[Required task]
Please print exactly the lines running from the one that contains "the flower center" to the end of the data, with both lines included.

☆ ☆ ☆ ☆

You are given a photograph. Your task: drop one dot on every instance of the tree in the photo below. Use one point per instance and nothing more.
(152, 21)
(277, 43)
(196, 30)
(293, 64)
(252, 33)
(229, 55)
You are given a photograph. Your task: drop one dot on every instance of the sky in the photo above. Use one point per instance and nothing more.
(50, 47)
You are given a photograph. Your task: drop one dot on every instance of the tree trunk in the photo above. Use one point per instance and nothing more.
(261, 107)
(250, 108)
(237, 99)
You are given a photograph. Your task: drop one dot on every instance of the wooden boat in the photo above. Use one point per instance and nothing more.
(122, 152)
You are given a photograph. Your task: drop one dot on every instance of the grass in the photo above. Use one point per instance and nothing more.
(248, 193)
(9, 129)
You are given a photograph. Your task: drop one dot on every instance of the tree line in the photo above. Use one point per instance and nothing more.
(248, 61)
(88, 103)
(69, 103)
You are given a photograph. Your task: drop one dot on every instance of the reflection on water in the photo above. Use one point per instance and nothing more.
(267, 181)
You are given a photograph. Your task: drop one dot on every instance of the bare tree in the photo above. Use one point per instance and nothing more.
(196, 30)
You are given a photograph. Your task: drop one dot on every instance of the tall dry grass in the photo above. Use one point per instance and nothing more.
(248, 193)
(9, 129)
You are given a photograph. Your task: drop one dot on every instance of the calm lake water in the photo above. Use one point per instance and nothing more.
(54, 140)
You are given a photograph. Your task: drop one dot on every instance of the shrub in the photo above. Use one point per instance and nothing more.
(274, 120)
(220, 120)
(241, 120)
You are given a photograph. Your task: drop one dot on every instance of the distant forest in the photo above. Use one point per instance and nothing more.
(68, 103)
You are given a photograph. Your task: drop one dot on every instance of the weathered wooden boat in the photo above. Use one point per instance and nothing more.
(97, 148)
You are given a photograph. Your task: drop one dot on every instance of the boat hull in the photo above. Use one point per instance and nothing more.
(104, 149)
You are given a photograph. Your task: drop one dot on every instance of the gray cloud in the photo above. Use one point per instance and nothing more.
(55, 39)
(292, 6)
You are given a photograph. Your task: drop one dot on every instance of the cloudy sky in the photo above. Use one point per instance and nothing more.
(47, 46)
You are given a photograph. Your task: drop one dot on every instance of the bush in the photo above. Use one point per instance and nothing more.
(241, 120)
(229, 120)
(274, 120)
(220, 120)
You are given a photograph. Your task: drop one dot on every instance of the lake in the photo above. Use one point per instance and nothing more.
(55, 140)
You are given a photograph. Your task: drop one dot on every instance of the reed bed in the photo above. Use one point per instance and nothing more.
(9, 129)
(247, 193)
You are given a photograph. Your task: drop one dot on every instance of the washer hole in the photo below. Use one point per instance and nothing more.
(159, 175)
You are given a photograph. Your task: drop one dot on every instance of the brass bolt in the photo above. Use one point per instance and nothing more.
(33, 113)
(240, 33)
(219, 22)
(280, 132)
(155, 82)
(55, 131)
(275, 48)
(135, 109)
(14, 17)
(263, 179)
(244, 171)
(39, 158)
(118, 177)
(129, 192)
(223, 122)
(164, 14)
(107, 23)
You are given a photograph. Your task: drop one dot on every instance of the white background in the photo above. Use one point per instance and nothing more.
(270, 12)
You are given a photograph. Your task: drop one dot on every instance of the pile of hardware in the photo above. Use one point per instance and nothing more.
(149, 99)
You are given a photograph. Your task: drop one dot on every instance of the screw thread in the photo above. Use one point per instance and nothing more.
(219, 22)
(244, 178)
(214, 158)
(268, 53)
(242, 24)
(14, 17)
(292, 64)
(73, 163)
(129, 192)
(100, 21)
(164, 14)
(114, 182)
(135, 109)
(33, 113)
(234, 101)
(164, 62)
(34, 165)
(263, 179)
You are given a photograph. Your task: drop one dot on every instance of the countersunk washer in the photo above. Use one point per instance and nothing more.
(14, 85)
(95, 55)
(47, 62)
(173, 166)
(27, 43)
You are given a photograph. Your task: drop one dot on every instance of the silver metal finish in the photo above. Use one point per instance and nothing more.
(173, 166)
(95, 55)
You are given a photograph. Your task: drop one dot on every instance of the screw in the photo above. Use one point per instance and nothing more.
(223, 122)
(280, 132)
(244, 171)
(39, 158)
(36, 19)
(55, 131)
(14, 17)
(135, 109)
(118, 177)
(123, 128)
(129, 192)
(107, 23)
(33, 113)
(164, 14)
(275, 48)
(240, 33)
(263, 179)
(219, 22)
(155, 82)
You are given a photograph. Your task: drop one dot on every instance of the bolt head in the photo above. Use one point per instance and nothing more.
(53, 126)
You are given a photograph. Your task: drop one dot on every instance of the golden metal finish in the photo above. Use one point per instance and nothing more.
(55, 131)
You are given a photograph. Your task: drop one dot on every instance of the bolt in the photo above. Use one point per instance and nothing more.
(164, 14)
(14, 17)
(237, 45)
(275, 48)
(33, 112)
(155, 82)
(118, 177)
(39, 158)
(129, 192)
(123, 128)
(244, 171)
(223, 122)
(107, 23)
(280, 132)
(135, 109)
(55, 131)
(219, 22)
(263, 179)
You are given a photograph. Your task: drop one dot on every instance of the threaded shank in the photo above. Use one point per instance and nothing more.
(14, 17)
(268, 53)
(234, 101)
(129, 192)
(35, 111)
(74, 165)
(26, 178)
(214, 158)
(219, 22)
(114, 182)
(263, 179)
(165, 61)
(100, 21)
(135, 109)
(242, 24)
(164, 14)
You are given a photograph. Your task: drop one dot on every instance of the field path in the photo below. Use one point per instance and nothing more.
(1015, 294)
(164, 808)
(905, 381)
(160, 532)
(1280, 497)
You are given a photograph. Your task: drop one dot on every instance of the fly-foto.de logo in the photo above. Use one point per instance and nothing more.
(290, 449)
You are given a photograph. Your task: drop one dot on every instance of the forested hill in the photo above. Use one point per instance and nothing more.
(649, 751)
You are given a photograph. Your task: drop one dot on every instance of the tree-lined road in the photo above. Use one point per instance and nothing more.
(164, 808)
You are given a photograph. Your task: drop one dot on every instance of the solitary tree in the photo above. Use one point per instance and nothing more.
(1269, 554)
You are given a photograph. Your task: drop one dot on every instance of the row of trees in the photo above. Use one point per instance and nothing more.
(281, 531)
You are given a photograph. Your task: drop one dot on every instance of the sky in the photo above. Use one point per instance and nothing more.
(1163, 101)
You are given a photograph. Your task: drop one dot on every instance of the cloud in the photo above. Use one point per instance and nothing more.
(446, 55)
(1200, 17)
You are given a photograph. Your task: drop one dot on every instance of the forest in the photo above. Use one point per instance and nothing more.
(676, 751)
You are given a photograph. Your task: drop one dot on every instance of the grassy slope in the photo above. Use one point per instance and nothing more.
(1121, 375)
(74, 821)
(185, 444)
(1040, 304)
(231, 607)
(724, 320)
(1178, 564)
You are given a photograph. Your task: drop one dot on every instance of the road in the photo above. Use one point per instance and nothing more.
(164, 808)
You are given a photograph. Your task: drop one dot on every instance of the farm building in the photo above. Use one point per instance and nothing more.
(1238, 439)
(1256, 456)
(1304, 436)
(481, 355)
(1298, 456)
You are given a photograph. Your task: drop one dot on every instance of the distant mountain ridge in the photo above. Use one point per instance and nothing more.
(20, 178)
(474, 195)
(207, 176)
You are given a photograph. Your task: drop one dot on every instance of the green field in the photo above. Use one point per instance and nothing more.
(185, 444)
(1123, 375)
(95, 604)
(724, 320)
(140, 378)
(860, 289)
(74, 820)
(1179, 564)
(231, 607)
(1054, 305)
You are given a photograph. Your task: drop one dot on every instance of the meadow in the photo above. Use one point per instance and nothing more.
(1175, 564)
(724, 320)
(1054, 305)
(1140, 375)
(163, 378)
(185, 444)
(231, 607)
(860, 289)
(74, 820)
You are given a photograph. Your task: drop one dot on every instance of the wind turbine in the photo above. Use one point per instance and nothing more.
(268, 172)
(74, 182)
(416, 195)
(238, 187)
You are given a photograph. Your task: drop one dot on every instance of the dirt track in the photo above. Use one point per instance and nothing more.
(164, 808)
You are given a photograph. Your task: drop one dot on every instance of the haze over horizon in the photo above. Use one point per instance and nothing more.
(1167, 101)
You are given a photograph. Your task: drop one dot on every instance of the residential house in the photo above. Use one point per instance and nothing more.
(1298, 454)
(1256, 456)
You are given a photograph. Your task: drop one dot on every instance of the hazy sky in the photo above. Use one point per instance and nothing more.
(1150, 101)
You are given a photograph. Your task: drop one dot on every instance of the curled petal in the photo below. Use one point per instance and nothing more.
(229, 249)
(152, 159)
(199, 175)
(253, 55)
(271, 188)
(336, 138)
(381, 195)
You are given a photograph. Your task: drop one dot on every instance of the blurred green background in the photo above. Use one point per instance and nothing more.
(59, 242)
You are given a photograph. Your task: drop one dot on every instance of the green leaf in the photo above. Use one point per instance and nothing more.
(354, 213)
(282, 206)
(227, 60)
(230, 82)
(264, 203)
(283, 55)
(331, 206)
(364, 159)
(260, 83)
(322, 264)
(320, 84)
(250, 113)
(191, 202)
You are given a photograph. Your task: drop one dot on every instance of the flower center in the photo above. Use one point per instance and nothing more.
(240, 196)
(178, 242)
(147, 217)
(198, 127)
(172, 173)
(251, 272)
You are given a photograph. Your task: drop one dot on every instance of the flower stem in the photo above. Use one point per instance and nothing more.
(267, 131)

☆ ☆ ☆ ☆

[Solution below]
You are given a photograph. Your task: drop one dot on every instance of the flower center in the photo above. Use one point per instance and nothing more.
(240, 196)
(178, 242)
(147, 217)
(198, 127)
(172, 173)
(251, 272)
You are given a photograph. Your task: drop one dot on every instance of the flower stem in the photo above. Use one point per instance and nothing more.
(267, 131)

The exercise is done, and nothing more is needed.